**The exercise**:
Please reproduce the passage of the sackbut article from "The sackbut, my" to "released in 2008.".

··· Reading passage

Just when a parent might be fearing that his pre-teen daughter will bring home an infatuation with Britney Spears’ “Greatest Hits” and the chart-topping “3”—a mewling disquisition on the joys of threesomes, or, as the lyric puts it, “love in the extreme”—she (the pre-teen not the high-maintenance pop diva) turns up after school with a fascination for the sackbut in tow.
Sackbut? Let me refresh your memory: the sackbut is an early trombone, one of the most beautiful and evocative members of the Western instrumentarium and called upon by composers for some of the most unforgettable moments of 17th-century music.
The sackbut, my daughter informed me, comes from the middle French sacquer (to push) and bouter (to pull) hence sackbut, corrupted in one of its various English forms to shagbolt, certainly the raunchiest name for a musical tool, especially for one whose characteristic physical gesture is the in and out motion of its protruding slide. Indeed, in an earlier usage it was the hooked pike that infantrymen pushed out, to pull knights off their steeds.
Energized by my daughter’s wholesome enthusiasms, I offer this quick look at three relatively recent moments of recorded sackbut bliss that the Musical Patriots of this household surveyed this past week. We begin with the glamour boy of the instrument, Jörgen van Rijen whose “Sackbutt: Trombone in the 17th and 18th Century” is available on the Channel Classics and was released in 2008.
(Van Rijen uses the more picturesque two Ts in his spelling, in contrast to Microsoft Word’s spell checker that industrial cleanser of color from the language; so from here on out, I do too.) The rarity of van Rijen’s talent is perhaps reflected in the price of the recording, which is just shy of thirty bucks for a single disc, the thinking apparently being that connoisseurs of the sackbutt will pay top dollar for this celestial presentation of a rarely heard repertoire. But in this difficult economic times, I recommend what all those seeking cheap entertainment do for a good time: Youtube. http://www.youtube.com/watch?v=kiXAPfTtssU.
Here you can hear, albeit in far-from-ideal aural circumstances, van Rijen hold his own against that fleetest of instrument, the violin in a Sonata by the Italian Antonio Bertali, who became director of music to the Holy Roman Emperor in Vienna.

······
··· Recorded information

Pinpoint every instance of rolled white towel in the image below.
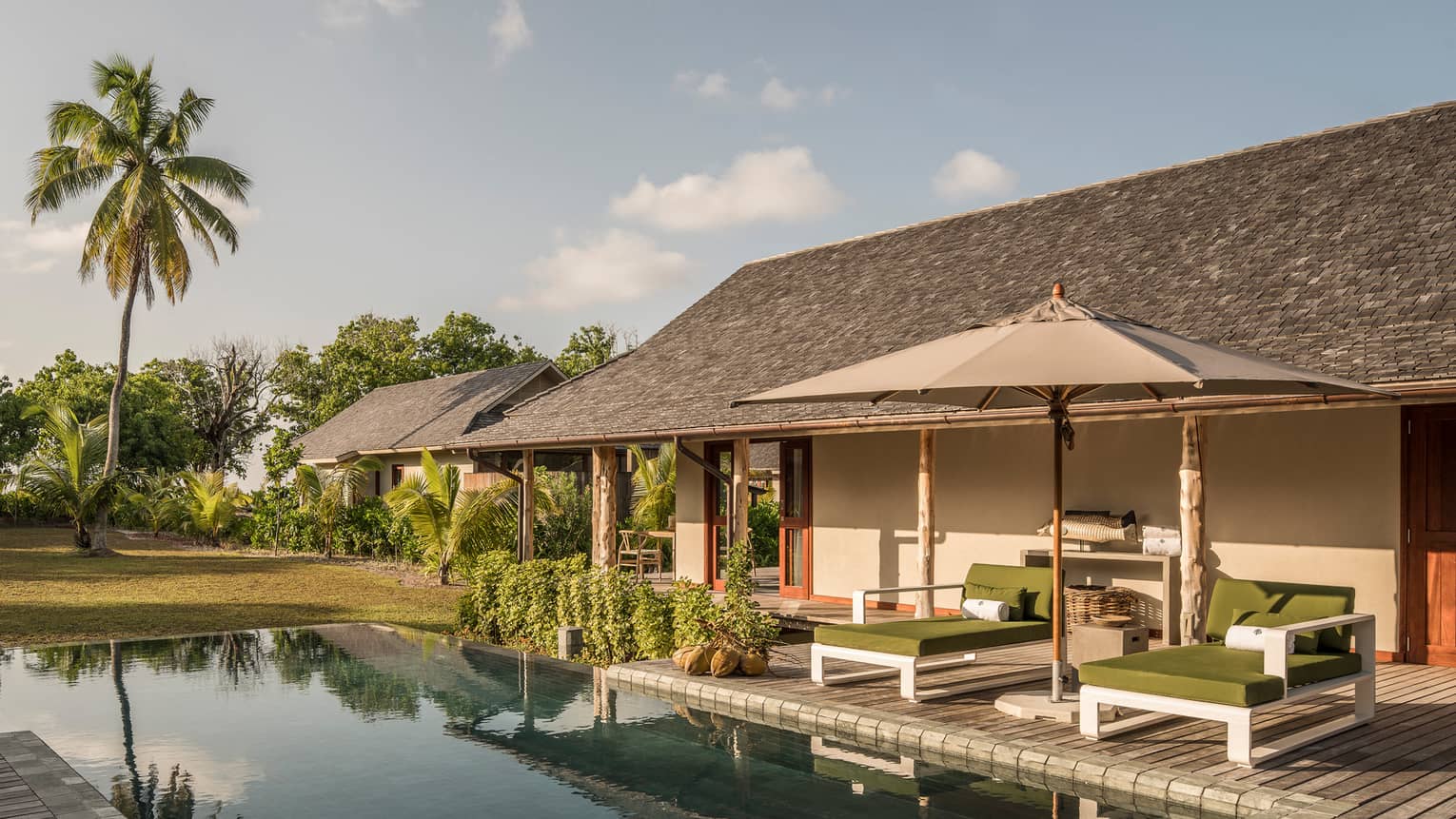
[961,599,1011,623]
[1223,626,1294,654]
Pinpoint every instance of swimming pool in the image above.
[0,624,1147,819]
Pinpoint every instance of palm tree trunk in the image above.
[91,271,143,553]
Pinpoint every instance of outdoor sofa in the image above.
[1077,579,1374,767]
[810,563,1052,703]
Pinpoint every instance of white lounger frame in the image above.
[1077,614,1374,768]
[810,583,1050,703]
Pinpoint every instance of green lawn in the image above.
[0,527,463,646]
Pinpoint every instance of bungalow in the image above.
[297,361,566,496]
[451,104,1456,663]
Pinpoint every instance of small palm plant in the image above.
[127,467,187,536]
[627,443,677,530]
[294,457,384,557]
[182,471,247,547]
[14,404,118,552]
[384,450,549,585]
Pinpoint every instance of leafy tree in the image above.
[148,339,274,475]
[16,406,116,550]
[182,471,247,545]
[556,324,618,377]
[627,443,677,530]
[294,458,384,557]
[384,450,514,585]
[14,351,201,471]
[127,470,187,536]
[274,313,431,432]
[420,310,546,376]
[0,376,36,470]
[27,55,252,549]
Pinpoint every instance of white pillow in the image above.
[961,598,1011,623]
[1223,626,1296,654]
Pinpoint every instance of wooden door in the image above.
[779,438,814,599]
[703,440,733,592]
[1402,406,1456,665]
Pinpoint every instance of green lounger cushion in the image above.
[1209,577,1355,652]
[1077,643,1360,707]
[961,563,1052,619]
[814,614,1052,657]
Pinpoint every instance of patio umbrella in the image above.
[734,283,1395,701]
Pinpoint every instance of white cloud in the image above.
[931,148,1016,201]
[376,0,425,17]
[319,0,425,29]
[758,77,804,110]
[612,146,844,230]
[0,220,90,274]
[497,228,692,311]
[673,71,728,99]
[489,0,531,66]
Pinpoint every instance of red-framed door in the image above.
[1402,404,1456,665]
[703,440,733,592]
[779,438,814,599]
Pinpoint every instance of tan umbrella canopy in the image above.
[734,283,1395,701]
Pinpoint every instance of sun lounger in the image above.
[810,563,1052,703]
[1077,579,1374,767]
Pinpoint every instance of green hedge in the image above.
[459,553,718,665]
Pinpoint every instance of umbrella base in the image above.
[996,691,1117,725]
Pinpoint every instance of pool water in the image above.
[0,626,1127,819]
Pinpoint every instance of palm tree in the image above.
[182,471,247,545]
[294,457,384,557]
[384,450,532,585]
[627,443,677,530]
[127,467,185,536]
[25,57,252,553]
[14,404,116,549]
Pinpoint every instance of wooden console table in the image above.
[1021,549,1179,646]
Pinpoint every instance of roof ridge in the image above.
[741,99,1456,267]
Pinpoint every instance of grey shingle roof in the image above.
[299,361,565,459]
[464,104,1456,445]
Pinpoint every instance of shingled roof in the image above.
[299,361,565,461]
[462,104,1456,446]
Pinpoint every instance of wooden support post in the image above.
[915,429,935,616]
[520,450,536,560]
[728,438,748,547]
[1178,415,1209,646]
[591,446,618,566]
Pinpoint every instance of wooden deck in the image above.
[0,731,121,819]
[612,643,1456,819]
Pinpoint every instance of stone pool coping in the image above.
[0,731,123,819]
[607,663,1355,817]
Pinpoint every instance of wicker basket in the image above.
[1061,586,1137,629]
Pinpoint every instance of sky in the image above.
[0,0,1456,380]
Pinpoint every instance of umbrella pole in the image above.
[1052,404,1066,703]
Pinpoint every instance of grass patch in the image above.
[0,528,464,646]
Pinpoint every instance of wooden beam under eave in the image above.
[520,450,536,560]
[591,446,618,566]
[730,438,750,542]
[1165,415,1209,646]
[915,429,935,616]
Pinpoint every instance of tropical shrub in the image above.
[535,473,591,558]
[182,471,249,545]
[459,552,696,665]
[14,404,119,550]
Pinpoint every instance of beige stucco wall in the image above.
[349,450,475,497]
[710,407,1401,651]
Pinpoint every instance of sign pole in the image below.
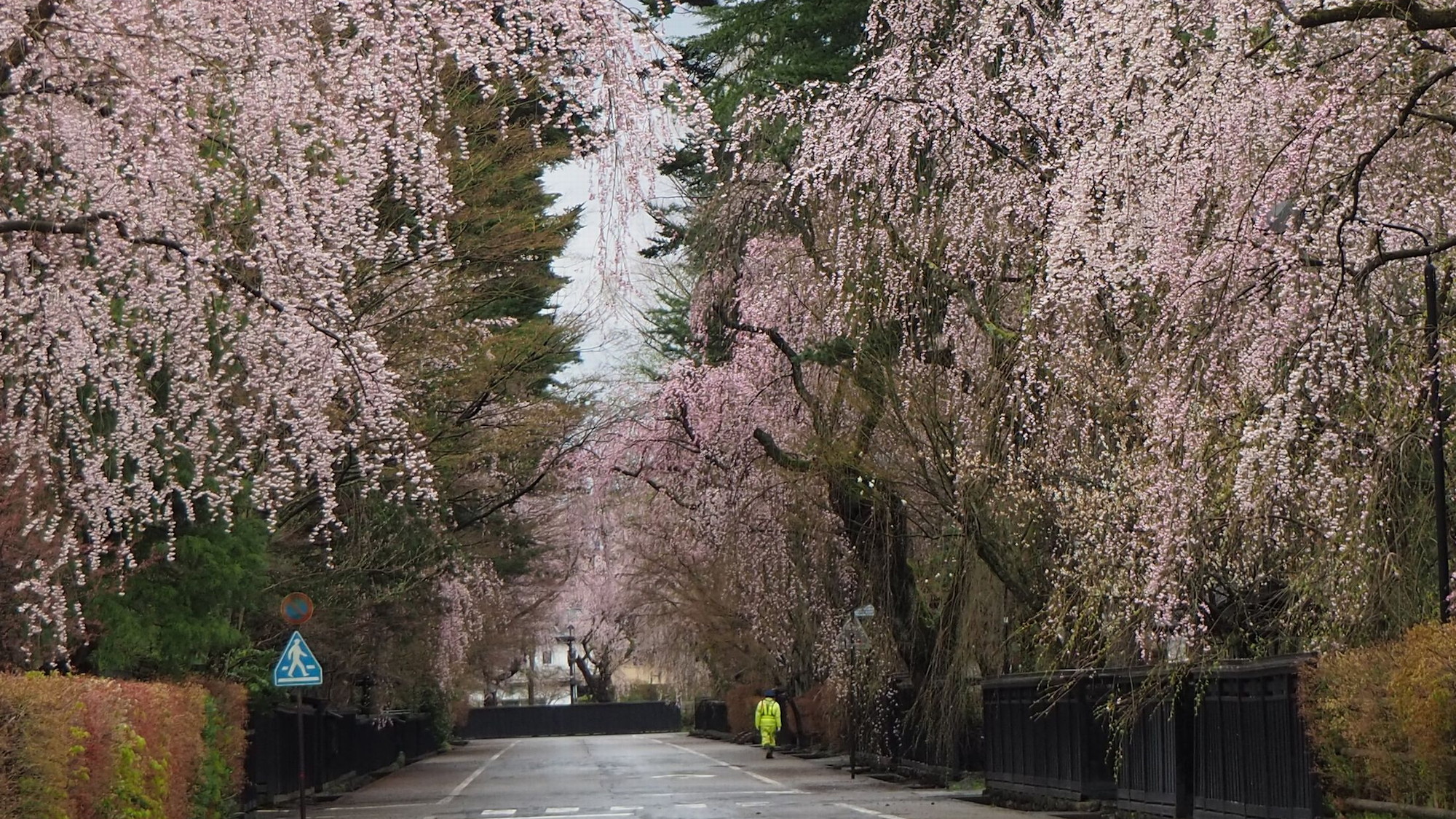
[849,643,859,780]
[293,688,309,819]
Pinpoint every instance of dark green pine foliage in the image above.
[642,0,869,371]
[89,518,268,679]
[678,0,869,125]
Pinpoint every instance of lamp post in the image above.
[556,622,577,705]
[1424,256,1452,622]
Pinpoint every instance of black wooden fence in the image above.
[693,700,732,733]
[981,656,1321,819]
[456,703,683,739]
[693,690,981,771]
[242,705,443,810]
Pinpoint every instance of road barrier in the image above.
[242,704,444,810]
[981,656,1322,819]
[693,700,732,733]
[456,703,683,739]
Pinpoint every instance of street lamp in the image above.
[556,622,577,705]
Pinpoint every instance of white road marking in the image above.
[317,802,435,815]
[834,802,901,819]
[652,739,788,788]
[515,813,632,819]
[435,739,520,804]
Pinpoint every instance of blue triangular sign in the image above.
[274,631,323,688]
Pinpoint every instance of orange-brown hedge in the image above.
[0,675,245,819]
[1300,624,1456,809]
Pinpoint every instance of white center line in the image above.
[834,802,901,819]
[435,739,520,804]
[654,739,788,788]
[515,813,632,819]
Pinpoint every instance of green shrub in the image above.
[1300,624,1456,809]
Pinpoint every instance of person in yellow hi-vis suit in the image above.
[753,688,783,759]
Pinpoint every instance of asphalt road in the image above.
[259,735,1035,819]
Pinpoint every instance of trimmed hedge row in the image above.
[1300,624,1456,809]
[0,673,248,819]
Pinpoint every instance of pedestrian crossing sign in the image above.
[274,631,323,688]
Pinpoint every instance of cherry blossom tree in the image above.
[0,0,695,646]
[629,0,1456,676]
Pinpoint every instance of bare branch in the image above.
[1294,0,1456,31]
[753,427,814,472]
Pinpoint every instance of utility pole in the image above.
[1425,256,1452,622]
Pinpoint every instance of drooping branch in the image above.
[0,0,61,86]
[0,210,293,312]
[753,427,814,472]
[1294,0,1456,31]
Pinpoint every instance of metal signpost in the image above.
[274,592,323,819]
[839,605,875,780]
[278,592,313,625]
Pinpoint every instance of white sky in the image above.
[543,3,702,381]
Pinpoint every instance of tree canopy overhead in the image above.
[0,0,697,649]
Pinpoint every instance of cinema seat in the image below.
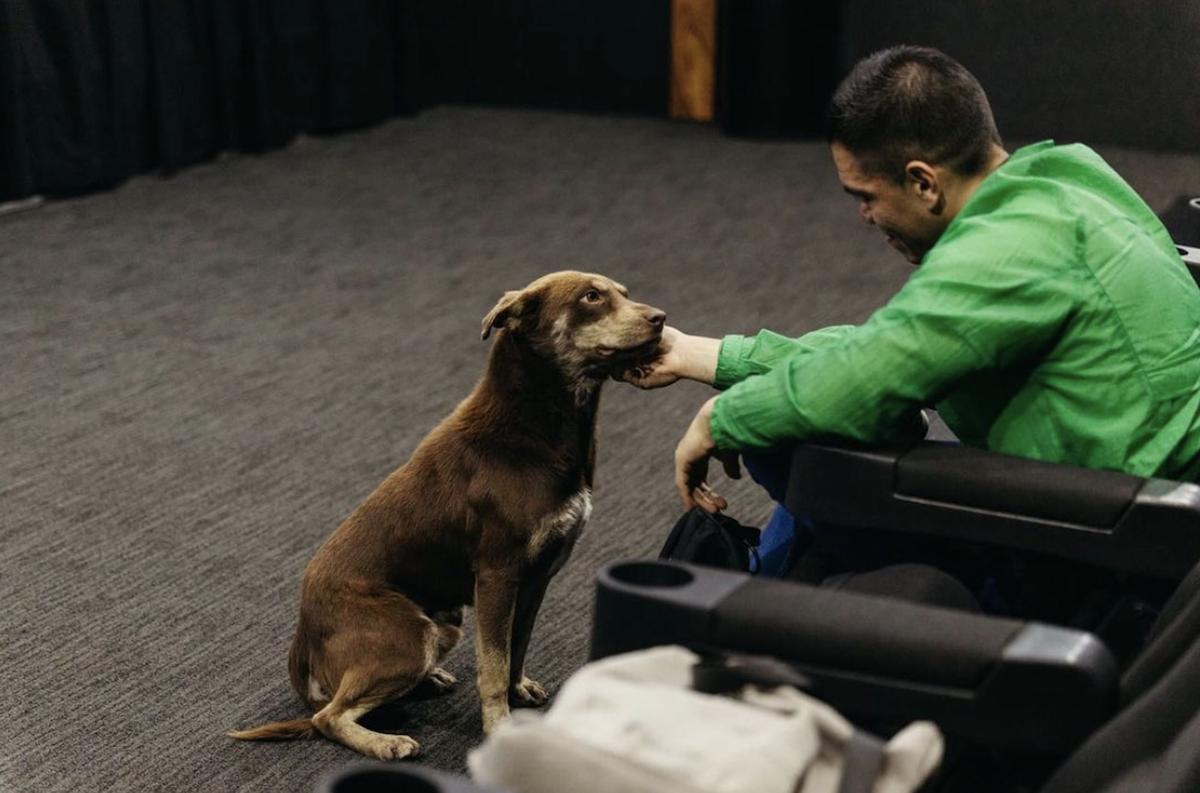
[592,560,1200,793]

······

**Solution below**:
The sackbut, my daughter informed me, comes from the middle French sacquer (to push) and bouter (to pull) hence sackbut, corrupted in one of its various English forms to shagbolt, certainly the raunchiest name for a musical tool, especially for one whose characteristic physical gesture is the in and out motion of its protruding slide. Indeed, in an earlier usage it was the hooked pike that infantrymen pushed out, to pull knights off their steeds.
Energized by my daughter’s wholesome enthusiasms, I offer this quick look at three relatively recent moments of recorded sackbut bliss that the Musical Patriots of this household surveyed this past week. We begin with the glamour boy of the instrument, Jörgen van Rijen whose “Sackbutt: Trombone in the 17th and 18th Century” is available on the Channel Classics and was released in 2008.